> **Records from a data collection**:
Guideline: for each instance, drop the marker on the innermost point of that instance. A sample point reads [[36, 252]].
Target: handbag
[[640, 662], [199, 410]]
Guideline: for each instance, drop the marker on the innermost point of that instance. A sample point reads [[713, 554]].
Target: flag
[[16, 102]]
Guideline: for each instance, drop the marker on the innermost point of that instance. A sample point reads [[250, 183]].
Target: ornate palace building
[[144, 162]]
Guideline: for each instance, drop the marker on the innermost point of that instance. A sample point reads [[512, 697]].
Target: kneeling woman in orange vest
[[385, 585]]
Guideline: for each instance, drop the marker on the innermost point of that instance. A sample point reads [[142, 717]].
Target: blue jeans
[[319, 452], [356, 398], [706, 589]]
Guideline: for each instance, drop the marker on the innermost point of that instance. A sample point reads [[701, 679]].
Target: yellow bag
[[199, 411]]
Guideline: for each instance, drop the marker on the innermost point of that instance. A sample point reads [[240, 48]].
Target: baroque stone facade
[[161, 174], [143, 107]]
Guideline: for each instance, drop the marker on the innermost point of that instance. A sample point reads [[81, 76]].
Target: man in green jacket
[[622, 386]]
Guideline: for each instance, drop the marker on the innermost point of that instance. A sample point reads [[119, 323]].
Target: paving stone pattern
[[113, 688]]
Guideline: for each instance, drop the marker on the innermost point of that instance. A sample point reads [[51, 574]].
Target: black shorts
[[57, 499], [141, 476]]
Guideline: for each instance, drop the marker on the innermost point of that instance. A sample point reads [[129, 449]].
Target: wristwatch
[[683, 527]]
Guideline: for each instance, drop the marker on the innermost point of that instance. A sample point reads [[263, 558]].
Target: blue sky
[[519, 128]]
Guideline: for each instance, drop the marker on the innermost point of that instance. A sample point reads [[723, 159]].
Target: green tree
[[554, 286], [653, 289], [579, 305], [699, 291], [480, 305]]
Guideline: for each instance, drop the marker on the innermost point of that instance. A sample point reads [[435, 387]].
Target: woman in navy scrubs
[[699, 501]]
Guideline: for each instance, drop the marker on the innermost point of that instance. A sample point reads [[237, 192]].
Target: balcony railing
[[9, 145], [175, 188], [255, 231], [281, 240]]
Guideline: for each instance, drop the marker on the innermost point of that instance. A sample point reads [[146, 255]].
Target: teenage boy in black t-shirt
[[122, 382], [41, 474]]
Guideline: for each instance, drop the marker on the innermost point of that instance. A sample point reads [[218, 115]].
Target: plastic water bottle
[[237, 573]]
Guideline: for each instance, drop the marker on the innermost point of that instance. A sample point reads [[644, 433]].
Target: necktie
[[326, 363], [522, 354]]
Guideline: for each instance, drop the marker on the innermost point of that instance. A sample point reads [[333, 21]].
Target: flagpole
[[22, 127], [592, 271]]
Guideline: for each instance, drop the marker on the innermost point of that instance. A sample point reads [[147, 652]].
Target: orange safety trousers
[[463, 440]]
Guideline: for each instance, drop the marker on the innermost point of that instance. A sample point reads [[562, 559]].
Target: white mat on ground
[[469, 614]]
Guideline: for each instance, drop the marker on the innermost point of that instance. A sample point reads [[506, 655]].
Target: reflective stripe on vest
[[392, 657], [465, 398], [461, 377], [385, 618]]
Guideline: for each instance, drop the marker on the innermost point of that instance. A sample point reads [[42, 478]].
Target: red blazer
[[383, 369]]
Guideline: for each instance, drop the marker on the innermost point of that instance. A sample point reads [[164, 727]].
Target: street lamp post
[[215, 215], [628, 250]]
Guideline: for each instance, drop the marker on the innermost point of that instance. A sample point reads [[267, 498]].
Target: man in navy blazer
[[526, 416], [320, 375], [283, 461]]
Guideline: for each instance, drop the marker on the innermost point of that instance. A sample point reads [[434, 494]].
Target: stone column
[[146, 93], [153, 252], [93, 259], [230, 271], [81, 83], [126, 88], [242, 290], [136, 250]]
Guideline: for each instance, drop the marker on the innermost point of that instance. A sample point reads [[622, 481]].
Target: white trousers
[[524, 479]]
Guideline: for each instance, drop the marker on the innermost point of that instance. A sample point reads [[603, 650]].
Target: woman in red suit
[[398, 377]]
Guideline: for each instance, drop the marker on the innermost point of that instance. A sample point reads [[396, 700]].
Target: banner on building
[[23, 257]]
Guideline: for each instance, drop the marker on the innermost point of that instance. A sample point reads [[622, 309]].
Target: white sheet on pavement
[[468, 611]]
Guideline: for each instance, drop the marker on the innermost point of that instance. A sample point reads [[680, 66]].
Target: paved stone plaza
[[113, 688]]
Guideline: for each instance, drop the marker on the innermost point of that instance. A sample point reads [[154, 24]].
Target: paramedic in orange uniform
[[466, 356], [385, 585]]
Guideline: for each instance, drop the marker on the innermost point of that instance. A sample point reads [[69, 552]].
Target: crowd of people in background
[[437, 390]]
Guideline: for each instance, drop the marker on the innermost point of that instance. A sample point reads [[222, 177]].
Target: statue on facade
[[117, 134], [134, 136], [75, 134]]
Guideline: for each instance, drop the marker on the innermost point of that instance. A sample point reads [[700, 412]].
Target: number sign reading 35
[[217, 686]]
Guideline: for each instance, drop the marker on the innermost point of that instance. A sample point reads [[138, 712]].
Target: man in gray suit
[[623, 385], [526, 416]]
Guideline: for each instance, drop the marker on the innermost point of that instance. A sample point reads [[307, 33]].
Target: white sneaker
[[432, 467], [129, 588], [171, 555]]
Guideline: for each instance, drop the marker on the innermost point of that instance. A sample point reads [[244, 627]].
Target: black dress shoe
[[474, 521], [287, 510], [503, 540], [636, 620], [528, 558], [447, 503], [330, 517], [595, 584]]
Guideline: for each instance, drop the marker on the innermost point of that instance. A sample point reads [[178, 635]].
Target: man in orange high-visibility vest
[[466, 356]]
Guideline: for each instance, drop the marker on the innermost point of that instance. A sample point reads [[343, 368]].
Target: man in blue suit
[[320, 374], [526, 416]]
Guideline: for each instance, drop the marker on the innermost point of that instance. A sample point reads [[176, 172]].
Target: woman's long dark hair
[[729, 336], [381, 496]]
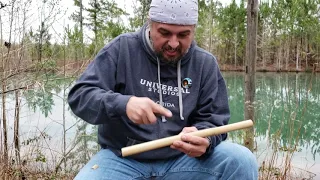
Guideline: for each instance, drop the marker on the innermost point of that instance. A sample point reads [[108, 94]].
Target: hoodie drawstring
[[163, 118], [179, 88]]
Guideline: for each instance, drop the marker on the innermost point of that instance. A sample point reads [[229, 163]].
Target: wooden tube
[[151, 145]]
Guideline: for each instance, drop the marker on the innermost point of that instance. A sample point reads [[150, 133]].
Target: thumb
[[158, 109]]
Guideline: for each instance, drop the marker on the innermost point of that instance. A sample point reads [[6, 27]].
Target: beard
[[169, 60]]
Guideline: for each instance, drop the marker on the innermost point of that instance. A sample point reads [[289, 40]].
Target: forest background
[[288, 39]]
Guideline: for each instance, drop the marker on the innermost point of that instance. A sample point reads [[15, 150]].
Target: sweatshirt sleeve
[[213, 107], [93, 97]]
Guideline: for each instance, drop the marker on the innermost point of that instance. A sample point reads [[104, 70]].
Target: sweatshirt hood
[[153, 57]]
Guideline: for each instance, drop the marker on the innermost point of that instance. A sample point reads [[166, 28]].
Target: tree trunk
[[251, 56], [82, 53], [297, 56], [16, 128]]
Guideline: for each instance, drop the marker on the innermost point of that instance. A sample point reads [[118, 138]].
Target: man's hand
[[142, 110], [193, 146]]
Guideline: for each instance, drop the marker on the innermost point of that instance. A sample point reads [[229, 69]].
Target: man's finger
[[158, 109], [151, 117]]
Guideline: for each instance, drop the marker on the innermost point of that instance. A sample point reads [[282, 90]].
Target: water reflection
[[287, 110]]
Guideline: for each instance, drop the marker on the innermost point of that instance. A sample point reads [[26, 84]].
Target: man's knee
[[236, 152]]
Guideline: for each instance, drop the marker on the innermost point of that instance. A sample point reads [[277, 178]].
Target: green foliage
[[41, 99], [141, 14]]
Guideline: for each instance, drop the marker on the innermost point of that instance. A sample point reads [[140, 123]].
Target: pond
[[286, 114]]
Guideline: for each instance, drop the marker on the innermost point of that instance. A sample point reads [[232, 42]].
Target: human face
[[171, 42]]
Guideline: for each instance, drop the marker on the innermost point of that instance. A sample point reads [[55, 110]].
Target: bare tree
[[251, 53]]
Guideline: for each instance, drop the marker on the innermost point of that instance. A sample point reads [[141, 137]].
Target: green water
[[287, 114], [287, 117]]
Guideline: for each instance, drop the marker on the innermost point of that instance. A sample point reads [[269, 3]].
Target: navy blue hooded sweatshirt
[[128, 67]]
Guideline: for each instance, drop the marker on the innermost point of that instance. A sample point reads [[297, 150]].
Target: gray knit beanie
[[180, 12]]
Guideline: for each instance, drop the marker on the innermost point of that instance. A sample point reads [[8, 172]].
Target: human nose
[[173, 42]]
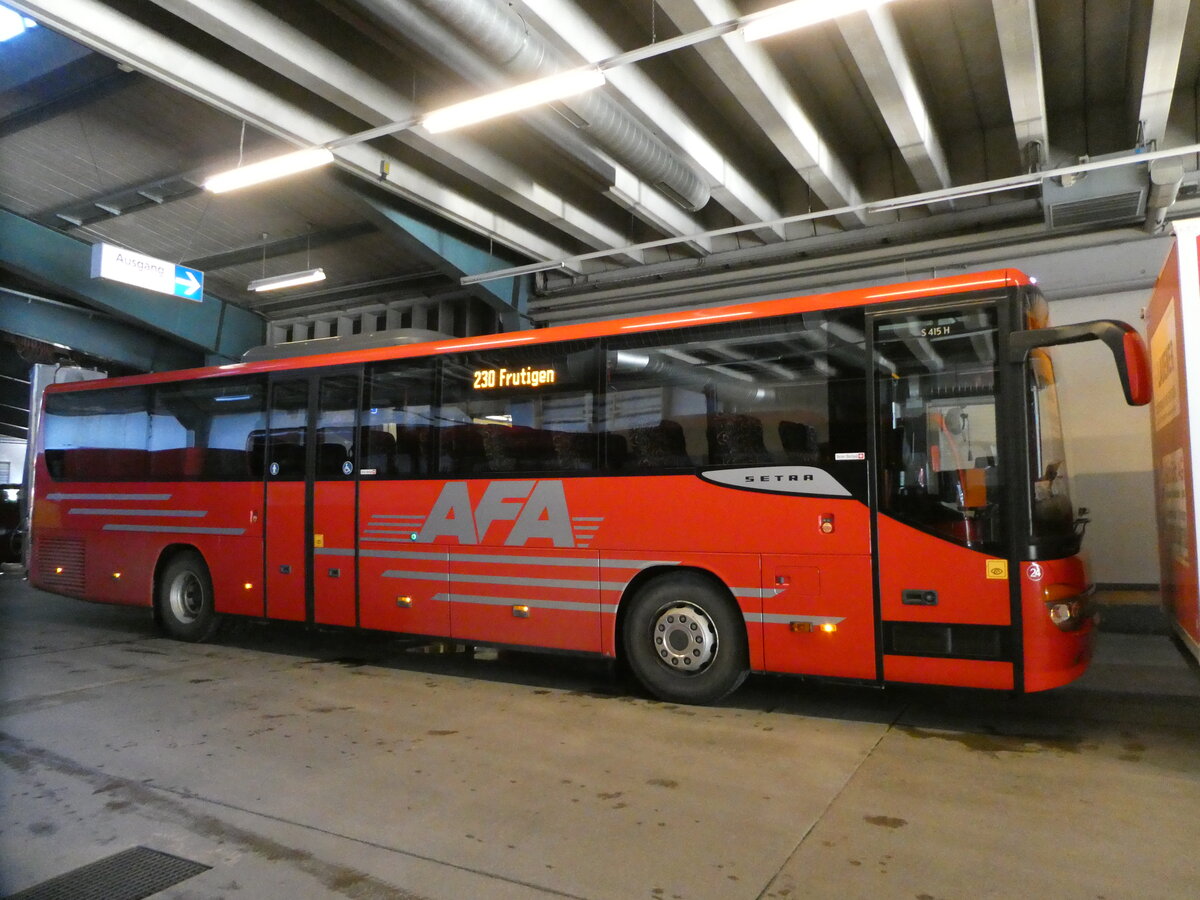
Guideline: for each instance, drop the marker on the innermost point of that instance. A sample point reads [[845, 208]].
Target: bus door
[[311, 499], [946, 610]]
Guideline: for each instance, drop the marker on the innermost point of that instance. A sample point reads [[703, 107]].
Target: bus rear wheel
[[185, 599], [684, 640]]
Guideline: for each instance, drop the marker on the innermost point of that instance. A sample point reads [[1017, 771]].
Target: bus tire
[[684, 640], [184, 599]]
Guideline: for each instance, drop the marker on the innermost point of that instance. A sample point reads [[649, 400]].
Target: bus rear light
[[804, 628]]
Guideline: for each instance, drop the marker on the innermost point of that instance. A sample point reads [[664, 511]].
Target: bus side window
[[397, 420], [519, 411]]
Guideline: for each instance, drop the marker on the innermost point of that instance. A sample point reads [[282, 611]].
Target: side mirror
[[1123, 342]]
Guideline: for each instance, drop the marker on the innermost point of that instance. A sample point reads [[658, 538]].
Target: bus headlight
[[1067, 615]]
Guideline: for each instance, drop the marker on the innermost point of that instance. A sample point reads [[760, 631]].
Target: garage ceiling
[[711, 171]]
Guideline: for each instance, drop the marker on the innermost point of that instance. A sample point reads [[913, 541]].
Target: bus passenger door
[[334, 501], [946, 609], [287, 501]]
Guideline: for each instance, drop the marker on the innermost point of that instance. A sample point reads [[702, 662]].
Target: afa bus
[[864, 485]]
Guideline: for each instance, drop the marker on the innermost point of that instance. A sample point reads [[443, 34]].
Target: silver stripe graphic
[[166, 513], [561, 583], [497, 559], [108, 496], [784, 619], [520, 601], [173, 529], [757, 593]]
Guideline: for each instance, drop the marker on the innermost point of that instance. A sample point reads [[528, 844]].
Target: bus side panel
[[966, 587], [403, 583], [535, 598], [959, 672], [741, 573], [1053, 657], [819, 616], [101, 540]]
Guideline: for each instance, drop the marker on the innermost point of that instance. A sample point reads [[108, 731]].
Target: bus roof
[[900, 292]]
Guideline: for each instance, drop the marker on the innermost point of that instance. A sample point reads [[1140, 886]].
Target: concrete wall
[[1108, 447]]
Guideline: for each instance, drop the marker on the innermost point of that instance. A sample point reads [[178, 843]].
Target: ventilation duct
[[504, 37], [1099, 197]]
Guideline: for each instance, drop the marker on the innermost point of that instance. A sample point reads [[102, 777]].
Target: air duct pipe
[[504, 37], [1165, 179]]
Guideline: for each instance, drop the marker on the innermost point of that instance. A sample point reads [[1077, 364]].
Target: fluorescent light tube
[[269, 169], [287, 281], [510, 100], [798, 15]]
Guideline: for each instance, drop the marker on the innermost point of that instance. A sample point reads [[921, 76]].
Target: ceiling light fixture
[[270, 169], [287, 281], [511, 100], [544, 90], [799, 13]]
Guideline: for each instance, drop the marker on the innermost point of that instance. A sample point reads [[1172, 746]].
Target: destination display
[[525, 377]]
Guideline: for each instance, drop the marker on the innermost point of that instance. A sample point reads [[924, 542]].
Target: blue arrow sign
[[189, 283]]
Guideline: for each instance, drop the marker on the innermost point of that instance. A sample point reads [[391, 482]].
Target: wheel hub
[[684, 639], [186, 598]]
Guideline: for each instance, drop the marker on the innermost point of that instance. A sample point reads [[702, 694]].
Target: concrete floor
[[309, 766]]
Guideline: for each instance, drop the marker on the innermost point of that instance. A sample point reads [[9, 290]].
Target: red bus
[[864, 485]]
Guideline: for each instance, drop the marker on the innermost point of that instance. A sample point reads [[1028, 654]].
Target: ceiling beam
[[91, 333], [454, 258], [732, 189], [1167, 27], [130, 41], [1017, 25], [47, 257], [749, 72], [271, 41], [874, 41], [280, 247], [618, 183]]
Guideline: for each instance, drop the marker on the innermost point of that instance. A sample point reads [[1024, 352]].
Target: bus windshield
[[1053, 521]]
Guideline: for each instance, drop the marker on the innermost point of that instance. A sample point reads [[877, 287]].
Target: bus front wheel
[[684, 640], [185, 599]]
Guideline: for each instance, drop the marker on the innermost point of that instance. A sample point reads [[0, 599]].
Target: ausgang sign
[[143, 271]]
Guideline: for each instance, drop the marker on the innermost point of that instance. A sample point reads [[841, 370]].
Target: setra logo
[[537, 509]]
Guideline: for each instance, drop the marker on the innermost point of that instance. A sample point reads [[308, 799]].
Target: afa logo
[[537, 509]]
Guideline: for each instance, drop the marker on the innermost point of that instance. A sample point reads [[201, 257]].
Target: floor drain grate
[[130, 875]]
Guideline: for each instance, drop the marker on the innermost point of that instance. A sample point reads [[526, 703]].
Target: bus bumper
[[1060, 623]]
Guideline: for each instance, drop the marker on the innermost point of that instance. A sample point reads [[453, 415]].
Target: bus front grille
[[61, 564]]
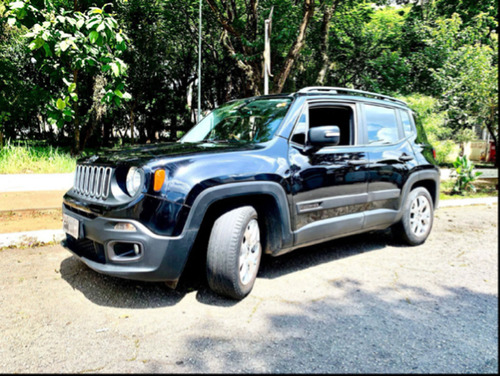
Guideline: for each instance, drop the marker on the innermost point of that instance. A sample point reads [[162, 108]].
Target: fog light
[[125, 226], [137, 249]]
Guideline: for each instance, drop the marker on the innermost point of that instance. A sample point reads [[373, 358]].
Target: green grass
[[484, 188], [25, 159]]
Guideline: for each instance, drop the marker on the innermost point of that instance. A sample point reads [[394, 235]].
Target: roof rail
[[336, 90]]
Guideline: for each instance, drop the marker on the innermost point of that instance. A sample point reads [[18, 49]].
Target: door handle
[[357, 162], [405, 158]]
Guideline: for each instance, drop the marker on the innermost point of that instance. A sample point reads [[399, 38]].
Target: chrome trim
[[93, 181]]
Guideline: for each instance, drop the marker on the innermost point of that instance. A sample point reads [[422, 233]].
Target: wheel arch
[[428, 179], [268, 198]]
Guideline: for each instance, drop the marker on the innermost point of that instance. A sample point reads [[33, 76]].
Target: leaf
[[48, 52], [93, 36], [80, 23], [64, 45], [116, 69], [60, 104], [101, 26], [17, 5]]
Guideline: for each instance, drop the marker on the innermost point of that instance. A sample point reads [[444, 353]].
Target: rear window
[[382, 125]]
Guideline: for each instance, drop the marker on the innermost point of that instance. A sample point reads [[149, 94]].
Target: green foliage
[[69, 42], [83, 68], [465, 175], [441, 137], [22, 158]]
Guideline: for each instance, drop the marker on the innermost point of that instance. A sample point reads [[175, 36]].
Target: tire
[[234, 252], [418, 217]]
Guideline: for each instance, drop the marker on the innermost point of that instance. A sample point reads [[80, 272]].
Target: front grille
[[93, 181]]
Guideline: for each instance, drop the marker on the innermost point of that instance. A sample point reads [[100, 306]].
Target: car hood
[[141, 154]]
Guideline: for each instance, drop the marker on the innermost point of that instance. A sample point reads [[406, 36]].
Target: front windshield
[[241, 121]]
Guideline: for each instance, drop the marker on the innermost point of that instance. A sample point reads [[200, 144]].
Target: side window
[[299, 133], [382, 124], [405, 119], [321, 115]]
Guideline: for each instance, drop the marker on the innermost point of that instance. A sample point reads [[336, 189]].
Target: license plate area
[[71, 226]]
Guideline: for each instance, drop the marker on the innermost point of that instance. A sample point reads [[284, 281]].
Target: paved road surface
[[363, 304]]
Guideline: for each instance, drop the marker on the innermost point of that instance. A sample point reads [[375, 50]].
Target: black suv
[[264, 174]]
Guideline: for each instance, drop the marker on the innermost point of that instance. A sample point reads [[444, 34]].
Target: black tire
[[414, 228], [231, 233]]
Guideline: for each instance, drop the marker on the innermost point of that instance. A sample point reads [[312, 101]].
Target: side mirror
[[328, 135]]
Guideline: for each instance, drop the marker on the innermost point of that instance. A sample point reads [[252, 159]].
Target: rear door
[[391, 160]]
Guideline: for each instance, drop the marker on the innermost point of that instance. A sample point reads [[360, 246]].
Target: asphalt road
[[363, 304]]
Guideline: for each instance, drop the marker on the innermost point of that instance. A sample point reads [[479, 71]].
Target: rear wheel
[[418, 217], [234, 253]]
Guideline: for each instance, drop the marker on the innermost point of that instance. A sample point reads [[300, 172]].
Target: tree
[[468, 76], [241, 21], [66, 44]]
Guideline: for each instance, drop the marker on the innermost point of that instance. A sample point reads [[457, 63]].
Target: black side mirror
[[327, 135]]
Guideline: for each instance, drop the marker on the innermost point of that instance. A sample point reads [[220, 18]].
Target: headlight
[[134, 181]]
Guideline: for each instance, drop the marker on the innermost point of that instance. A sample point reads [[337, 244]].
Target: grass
[[25, 159], [484, 188]]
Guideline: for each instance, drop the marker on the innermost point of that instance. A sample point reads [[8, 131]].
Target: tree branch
[[280, 79]]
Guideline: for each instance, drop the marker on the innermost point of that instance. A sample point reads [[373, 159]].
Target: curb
[[37, 238], [468, 201], [30, 238], [36, 182]]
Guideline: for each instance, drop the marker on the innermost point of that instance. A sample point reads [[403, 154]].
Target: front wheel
[[418, 217], [234, 252]]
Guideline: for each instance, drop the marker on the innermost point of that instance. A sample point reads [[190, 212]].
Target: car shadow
[[117, 292]]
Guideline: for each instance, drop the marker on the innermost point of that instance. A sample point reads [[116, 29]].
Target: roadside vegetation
[[80, 75], [25, 159]]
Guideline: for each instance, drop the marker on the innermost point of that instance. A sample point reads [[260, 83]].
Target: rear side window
[[405, 119], [382, 125]]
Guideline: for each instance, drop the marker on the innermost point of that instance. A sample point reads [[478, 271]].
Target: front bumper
[[161, 258]]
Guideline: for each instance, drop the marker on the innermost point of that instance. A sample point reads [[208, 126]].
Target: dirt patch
[[30, 220]]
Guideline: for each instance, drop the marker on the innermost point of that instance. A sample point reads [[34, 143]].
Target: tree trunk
[[77, 147], [293, 53], [132, 118], [325, 33]]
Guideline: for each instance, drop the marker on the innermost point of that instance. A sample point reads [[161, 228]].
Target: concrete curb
[[30, 238], [35, 182], [468, 201]]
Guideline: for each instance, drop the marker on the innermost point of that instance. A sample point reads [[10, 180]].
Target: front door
[[329, 185]]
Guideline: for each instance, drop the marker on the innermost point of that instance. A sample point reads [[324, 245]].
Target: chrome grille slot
[[93, 181]]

> **What you need to do**: The reply should consist solely of the lines above from the one that has "reads [[154, 24]]." through the one that has "reads [[307, 33]].", reproduced exactly.

> **Solution to this problem**:
Guideline: for each instance, drop the marker on the innermost point of that instance. A sample point reads [[154, 24]].
Target: paramedic in orange uniform
[[466, 356], [385, 585]]
Guideline: for each instance, drop the marker on the innermost point of that instance. A sample point reads [[69, 552]].
Target: crowd of people in background
[[437, 390]]
Guideline: for each instance, drop the marker on the innermost point of that instance. A sample point reads [[222, 177]].
Target: statue on facade
[[117, 134], [134, 136], [75, 134]]
Guideline: for each instance, drop the marker on the innermost point of that instance. A sample point reads [[700, 412]].
Target: number sign reading 35
[[217, 686]]
Guideline: for each instance, drop the marker on the innermost point of that instance. A sample point reads [[138, 712]].
Target: man in gray suit
[[623, 385], [526, 416]]
Guideline: for each instance, drop the marker on the innermost point of that instance. A sample point reads [[307, 33]].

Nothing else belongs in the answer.